→ **THE EXERCISE**: Revise the lines below by substituting "whole-number pixel coordinates" for every occurrence of "integer pixel coordinates", leaving everything else as it is.

→ **Dataset rows**:
○ ○ ○ ○ ○ ○ ○
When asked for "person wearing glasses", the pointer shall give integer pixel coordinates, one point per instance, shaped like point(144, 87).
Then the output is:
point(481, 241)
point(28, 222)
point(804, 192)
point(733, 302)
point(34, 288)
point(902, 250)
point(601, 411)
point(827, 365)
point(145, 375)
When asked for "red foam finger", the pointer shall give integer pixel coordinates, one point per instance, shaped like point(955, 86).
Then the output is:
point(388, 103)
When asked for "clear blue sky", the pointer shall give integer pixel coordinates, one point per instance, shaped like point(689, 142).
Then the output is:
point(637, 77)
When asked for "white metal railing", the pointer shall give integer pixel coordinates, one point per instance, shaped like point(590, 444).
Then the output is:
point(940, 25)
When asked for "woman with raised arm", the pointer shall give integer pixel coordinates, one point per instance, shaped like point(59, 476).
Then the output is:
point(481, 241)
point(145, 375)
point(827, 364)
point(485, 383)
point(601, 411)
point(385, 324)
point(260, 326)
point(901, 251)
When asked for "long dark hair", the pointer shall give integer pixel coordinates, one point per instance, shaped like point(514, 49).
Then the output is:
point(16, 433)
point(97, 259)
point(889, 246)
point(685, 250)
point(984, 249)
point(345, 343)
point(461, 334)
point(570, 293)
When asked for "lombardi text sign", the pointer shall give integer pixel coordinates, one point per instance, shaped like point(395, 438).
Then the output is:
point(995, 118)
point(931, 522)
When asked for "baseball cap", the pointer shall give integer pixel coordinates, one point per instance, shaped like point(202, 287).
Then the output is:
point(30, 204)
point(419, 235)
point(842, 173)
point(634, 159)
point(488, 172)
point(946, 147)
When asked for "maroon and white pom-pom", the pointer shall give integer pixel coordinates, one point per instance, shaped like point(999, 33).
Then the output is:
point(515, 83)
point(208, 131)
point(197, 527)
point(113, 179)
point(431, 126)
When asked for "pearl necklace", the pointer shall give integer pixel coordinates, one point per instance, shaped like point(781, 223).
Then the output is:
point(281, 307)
○ ○ ○ ○ ○ ○ ○
→ **THE RESULT**:
When asked for "person wearing glasses", the pointer shall give whole-number pixel coordinates, one point per instance, shaped like point(144, 87).
Then the output is:
point(481, 241)
point(28, 222)
point(804, 192)
point(733, 302)
point(34, 288)
point(902, 250)
point(601, 411)
point(827, 365)
point(145, 375)
When asked for "red foam finger", the pointer shall give whole-number pixel coordinates, one point per instance, shaped like point(955, 86).
Then the output is:
point(388, 103)
When asked for "clear blue sky", the pointer shall give whole-number pixel coordinates, one point per instance, shaped like point(689, 142).
Then the output is:
point(637, 77)
When asked for "white metal railing", the pointer shall give whole-number pixel coordinates, one point per instance, shaped like point(590, 444).
Then the output is:
point(940, 25)
When asked for "woman with raised arm", the pointer shall give whole-number pixel coordinates, one point per instance, shaped like point(59, 476).
Then the output is:
point(481, 241)
point(145, 375)
point(827, 364)
point(485, 383)
point(601, 411)
point(385, 324)
point(260, 326)
point(901, 251)
When asked for "long dark hair", the pointer shall give whole-number pixel coordinates, one point per instance, shaped like point(514, 49).
Then the output is:
point(16, 433)
point(97, 259)
point(889, 246)
point(685, 250)
point(984, 249)
point(345, 343)
point(461, 334)
point(570, 293)
When asked for "lombardi text sign", the pointer shall give whole-number pixel coordinates, one point per instance, shaped like point(395, 438).
Then the output is:
point(995, 118)
point(931, 522)
When asked for "baseball cap", the pointer shall give whole-number pixel coordinates, one point per instance, shaped like point(202, 287).
Then the output is:
point(30, 204)
point(419, 235)
point(842, 173)
point(634, 159)
point(488, 172)
point(946, 147)
When asked for "maroon and white pom-pom", the pointer shall give whole-number pixel coordinates, one point per instance, shaped like point(999, 33).
Then the output is:
point(515, 83)
point(208, 131)
point(197, 527)
point(113, 179)
point(431, 126)
When asked for "pearl necklace", the pointer shall give whole-number pixel coordinates, one point per instance, shaped like point(781, 223).
Then the output is:
point(281, 307)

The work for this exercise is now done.